HIV in Weißrussland

Drogenabhängige Weissrussland

Am 1. Dezember ist Welt-Aids-Tag. Politiker sind sich einig, dass das Thema nicht an Relevanz verloren hat. Das erleben wir auch in Weißrussland, wo wir im Reha-Zentrum mit vielen Drogenabhängigen arbeiten, die mit HIV infiziert sind.

Als Jahr des Ausbruchs der HIV Epidemie in Weißrussland gilt das Jahr 1996. Während in den Jahren 1987 bis 1995 insgesamt 130 Fälle von HIV registriert worden waren, schnellte diese Zahl allein in der zweiten Jahreshälfte von 1996 auf 811 Fälle hoch. In den Jahren 2010 bis 2016 stiegen die HIV-Neuinfektionen national um 65 Prozent, so dass eine Gesamtzahl von 19.000 Fällen registriert wurde. Experten gehen von einer Dunkelziffer aus, die etwa das Doppelte betrug. Todesfälle durch HIV nahmen um 13 Prozent zu.

Der enge Zusammenhang zwischen Drogen und der Verbreitung von HIV ist bekannt. In Weißrussland gab es seit dem Zusammenbruch des Kommunismus, der Öffnung des Landes und der darauf weit verbreiteten Politik des Wegschauens einen unkontrollierten Anstieg der Drogenabhängigkeit.
Im Jahr 2012 lag der Prozentsatz von HIV-Infizierten unter der Gesamtbevölkerung bei 0,4 Prozent, wogegen sich der Anteil unter Drogenabhängigen, die Drogen spritzen, auf mehr als 13 Prozent belief. Im Jahr 2016 war dieser Anteil weiter auf 25 Prozent gestiegen. Der Schwerpunkt der HIV-Epidemie hatte sich bereits früh aus der Hauptstadt Minsk in die Kleinstadt Svetlagorsk verlagert, die als „Drogenhauptstadt“ Weißrusslands galt. Zu Beginn wurden 80 von 130 registrierten Fällen in Minsk gemeldet. Nur ein paar Jahre später (1996) wurden schon 90 Prozent der Fälle in Svetlagorsk und Umgebung gemeldet, wo auch unser Reha-Zentrum liegt.
Ehe das Team der TOS Dienste International e.V. 1996 mit seiner Arbeit in Svetlagorsk begann, wuchs der Friedhof dort täglich, so dass sich die dortige Stadtverwaltung keinen anderen Rat wusste, als uns ins Land zu rufen. Es war zwar ungewöhnlich, dass Christen in ein kommunistisches Land eingeladen wurden, aber sie hatten erkannt, dass wir bereit waren, uns in die sogenannten hoffnungslosen Fälle der Drogenabhängigen und HIV Infizierten zu investieren.

- DEINE AUFGABE -
Wie hoch war im Jahr 2016 laut dem Text über HIV in Weißrussland der Anteil der HIV-Infizierten unter Drogenabhängigen, die Drogen spritzen? Das Material hat mit dem Textauszug nichts zu tun.

- GEGEBENES MATERIAL -
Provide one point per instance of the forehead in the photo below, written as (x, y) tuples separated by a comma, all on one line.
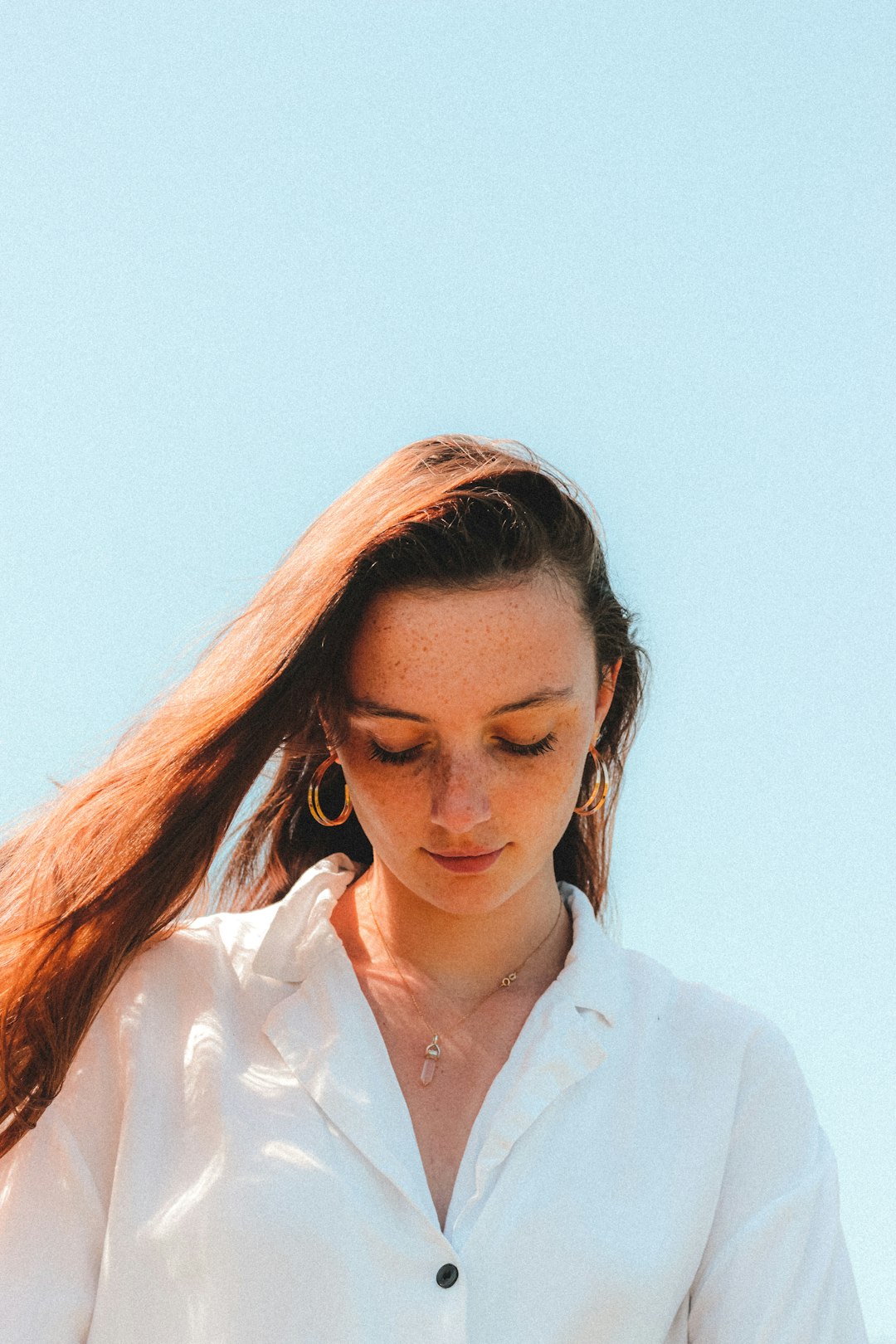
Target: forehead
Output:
[(434, 650)]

- LÖSUNG -
25 Prozent.